### INSTRUCTIONS
(a) From the September jobs report commentary, pull out the passage that begins at "The Bureau of" and ends after "to 61.4 percent.", copied word for word.
(b) Please extend the September jobs report commentary past its final sentence.

===== PAGE EXCERPT =====

The Bureau of Labor Statistics’ (BLS) establishment survey showed non-farm employers added 661,000 jobs in September (well below the +894,000 expected). Also, July and August employment changes were revised up by a combined 145,000. Meanwhile, the unemployment rate (based upon the BLS’s household survey) receded (-0.5PP) to 7.9 percent under a combination of rising employment (+275,000) and shrinking labor force (-695,000); concurrently, the labor force participation rate retreated (-0.3PP) to 61.4 percent.
Since it is election season, context around the current virus-induced unemployment rate could be useful. September’s 7.9 percent is lower than the average unemployment rate during President Obama’s first four-year term (Feb 2009-Jan 2013: 9.0 percent) but greater than the average of his second term (Feb 2013-Jan 2017: 6.0 percent). Through September 2020, President Trump’s average unemployment rate has been 5.4 percent; the pre-pandemic average was 5.0 percent. Interestingly, the unemployment rates at this point in both President Obama’s and Trump’s reelection campaigns were nearly identical: 7.8 percent (Sep 2012) and 7.9 percent (Sep 2020), respectively.
President Trump’s executive order deferring certain payroll obligations through December 31, 2020 thwarted our use of withholding-tax data to “sanity test” the employment report. However, continuing jobless claims dropped by about 1 million during September, which lends credence to the reported jobs gain. For context, roughly 11.4 million of the 22.2 million jobs lost to the pandemic’s aftermath have been recovered.

===== STUDY MATERIAL =====

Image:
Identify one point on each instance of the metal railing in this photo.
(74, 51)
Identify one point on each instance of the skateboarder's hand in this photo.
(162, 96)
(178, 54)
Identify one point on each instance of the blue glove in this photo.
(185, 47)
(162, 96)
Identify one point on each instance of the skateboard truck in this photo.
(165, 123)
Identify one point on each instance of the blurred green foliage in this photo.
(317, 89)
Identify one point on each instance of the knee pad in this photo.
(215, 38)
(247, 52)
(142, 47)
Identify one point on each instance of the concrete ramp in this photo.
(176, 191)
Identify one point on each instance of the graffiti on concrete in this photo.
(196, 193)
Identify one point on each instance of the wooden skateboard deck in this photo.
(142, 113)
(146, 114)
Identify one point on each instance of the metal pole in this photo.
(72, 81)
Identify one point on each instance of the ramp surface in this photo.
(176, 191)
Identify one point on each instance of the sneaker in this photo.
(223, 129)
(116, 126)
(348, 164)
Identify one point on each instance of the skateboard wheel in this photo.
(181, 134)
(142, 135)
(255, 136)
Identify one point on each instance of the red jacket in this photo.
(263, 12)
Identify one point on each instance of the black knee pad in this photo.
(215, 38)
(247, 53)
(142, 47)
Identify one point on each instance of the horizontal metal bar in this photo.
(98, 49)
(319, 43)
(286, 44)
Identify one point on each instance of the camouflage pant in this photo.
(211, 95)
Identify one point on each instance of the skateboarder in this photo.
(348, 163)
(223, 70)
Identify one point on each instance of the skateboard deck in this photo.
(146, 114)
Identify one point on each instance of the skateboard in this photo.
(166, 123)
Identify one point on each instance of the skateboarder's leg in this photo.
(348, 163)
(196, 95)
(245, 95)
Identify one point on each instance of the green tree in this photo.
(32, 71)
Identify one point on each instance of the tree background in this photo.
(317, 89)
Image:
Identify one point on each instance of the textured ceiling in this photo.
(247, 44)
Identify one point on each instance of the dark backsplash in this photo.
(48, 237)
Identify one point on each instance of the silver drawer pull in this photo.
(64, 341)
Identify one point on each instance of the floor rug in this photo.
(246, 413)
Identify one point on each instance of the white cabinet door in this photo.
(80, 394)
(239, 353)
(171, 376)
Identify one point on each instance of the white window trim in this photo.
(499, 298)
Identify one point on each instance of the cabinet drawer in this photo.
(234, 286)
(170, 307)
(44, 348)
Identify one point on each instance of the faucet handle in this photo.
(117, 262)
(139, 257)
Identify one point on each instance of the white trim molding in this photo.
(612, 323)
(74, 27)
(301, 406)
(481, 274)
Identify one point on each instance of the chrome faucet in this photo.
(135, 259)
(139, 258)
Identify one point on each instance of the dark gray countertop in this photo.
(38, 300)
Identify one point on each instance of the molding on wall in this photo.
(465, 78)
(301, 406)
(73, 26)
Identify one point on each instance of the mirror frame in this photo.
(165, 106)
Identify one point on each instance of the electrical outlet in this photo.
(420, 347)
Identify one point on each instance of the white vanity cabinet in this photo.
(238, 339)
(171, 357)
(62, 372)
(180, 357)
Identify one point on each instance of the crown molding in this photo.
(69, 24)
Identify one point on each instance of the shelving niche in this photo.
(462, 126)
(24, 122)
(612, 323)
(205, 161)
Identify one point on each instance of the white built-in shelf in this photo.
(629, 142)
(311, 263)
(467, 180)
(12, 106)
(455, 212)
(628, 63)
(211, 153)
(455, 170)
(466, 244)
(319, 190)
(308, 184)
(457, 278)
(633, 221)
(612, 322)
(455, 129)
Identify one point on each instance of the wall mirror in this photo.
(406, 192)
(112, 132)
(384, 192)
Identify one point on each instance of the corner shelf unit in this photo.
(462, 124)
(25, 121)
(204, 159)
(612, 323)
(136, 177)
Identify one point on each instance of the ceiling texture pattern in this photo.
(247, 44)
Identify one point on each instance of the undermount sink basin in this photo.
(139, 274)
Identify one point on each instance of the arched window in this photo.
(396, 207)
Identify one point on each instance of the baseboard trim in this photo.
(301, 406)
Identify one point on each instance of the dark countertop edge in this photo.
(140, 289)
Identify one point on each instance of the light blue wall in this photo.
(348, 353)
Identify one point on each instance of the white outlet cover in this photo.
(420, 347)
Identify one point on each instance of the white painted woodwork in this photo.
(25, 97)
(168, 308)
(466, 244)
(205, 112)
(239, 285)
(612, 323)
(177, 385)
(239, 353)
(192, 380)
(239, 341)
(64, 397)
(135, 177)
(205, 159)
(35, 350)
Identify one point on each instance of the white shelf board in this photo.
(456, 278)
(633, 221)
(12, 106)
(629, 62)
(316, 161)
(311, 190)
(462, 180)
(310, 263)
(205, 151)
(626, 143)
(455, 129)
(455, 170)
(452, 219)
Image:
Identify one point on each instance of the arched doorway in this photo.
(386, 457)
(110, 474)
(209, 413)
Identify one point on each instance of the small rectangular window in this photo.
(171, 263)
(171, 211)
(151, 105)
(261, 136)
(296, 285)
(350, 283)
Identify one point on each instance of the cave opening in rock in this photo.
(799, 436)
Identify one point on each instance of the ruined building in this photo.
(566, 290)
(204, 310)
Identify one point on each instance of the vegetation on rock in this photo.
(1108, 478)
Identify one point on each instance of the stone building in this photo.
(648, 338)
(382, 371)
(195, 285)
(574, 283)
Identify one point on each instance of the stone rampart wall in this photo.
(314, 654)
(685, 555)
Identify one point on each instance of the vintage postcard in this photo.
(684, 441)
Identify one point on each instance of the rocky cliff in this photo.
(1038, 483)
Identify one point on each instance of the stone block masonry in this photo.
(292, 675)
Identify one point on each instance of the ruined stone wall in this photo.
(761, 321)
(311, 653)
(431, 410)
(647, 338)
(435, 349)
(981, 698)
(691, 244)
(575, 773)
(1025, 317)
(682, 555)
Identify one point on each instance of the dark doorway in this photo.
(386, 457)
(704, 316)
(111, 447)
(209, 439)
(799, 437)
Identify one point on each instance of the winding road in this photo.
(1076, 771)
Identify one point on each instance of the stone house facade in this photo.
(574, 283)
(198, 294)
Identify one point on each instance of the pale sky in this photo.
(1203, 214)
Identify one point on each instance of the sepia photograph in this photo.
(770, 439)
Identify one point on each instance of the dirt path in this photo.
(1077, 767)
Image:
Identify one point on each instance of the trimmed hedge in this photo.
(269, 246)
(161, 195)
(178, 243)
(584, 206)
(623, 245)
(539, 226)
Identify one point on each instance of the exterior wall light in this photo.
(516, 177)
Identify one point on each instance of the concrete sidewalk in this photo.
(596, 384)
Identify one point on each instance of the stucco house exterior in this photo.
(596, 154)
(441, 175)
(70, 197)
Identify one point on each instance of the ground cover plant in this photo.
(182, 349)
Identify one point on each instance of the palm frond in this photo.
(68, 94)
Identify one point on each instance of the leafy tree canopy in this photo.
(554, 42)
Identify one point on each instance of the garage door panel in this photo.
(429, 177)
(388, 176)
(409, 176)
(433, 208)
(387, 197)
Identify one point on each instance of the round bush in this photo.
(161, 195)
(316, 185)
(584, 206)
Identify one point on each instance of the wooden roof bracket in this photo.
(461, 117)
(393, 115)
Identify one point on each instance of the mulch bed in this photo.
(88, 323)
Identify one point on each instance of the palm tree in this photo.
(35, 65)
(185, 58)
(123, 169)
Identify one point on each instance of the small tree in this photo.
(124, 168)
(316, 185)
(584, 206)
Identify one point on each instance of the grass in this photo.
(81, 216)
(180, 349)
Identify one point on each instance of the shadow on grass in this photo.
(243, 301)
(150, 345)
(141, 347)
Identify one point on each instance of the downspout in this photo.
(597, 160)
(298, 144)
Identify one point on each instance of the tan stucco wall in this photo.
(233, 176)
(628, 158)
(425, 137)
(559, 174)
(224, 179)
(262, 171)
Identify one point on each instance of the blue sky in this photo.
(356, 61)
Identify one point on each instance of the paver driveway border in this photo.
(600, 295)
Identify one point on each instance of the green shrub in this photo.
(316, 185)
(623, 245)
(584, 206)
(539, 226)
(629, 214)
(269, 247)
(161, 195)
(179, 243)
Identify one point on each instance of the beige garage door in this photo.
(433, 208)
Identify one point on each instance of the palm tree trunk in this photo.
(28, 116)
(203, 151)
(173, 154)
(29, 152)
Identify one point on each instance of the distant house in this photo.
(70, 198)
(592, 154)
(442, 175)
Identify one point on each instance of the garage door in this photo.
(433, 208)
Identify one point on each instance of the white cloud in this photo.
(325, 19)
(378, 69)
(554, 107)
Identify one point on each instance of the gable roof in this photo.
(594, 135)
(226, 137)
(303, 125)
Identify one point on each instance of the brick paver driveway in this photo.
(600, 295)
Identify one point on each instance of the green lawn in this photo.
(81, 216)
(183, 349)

=====

### EXERCISE RESULTS
(a)
The Bureau of Labor Statistics’ (BLS) establishment survey showed non-farm employers added 661,000 jobs in September (well below the +894,000 expected). Also, July and August employment changes were revised up by a combined 145,000. Meanwhile, the unemployment rate (based upon the BLS’s household survey) receded (-0.5PP) to 7.9 percent under a combination of rising employment (+275,000) and shrinking labor force (-695,000); concurrently, the labor force participation rate retreated (-0.3PP) to 61.4 percent.

(b)
Full-time jobs in September crept higher (+54,000) to 122.4 million. Workers employed part time for economic reasons fell by 1.272 million, whereas those working part time for non-economic reasons rose by 288,000; multiple-job holders declined by 339,000. Once again, the shrinkage in the number of temporarily unemployed (-1.523 million, to 4.637 million) could explain most/all of September’s job gains.
Goods-producing industries gained 93,000 jobs, while service providers added a more robust 568,000 jobs—especially leisure and hospitality (+318,000), retail trade (+142,000), health care and social assistance (+107,000), and professional and business services (+89,000). Public-sector employment declined, mainly in state and local government education (-231,100).
Manufacturing expanded by 66,000 jobs. That result is perhaps somewhat consistent the ISM’s manufacturing employment sub-index, which nearly ceased contracting in September. Wood Products employment advanced by 3,900 (ISM was unchanged); Paper and Paper Products: +3,000 (ISM increased); Construction: +26,000 (ISM increased).
Average hourly earnings of all private employees inched up by $0.02 to $29.47 (+4.7 percent YoY); since the average workweek lengthened (+0.1 hour) to 34.7 hours, average weekly earnings increased by $3.64, to $1,022.61 (+3.1 percent YoY). That compares favorably with the CPI’s August advance of +1.3 percent YoY, although some argue the modest CPI increase is tempered by items (e.g., airfares and energy) consumers are purchasing in much smaller quantities than before, whereas prices for “the goods people are actually buying are way up.”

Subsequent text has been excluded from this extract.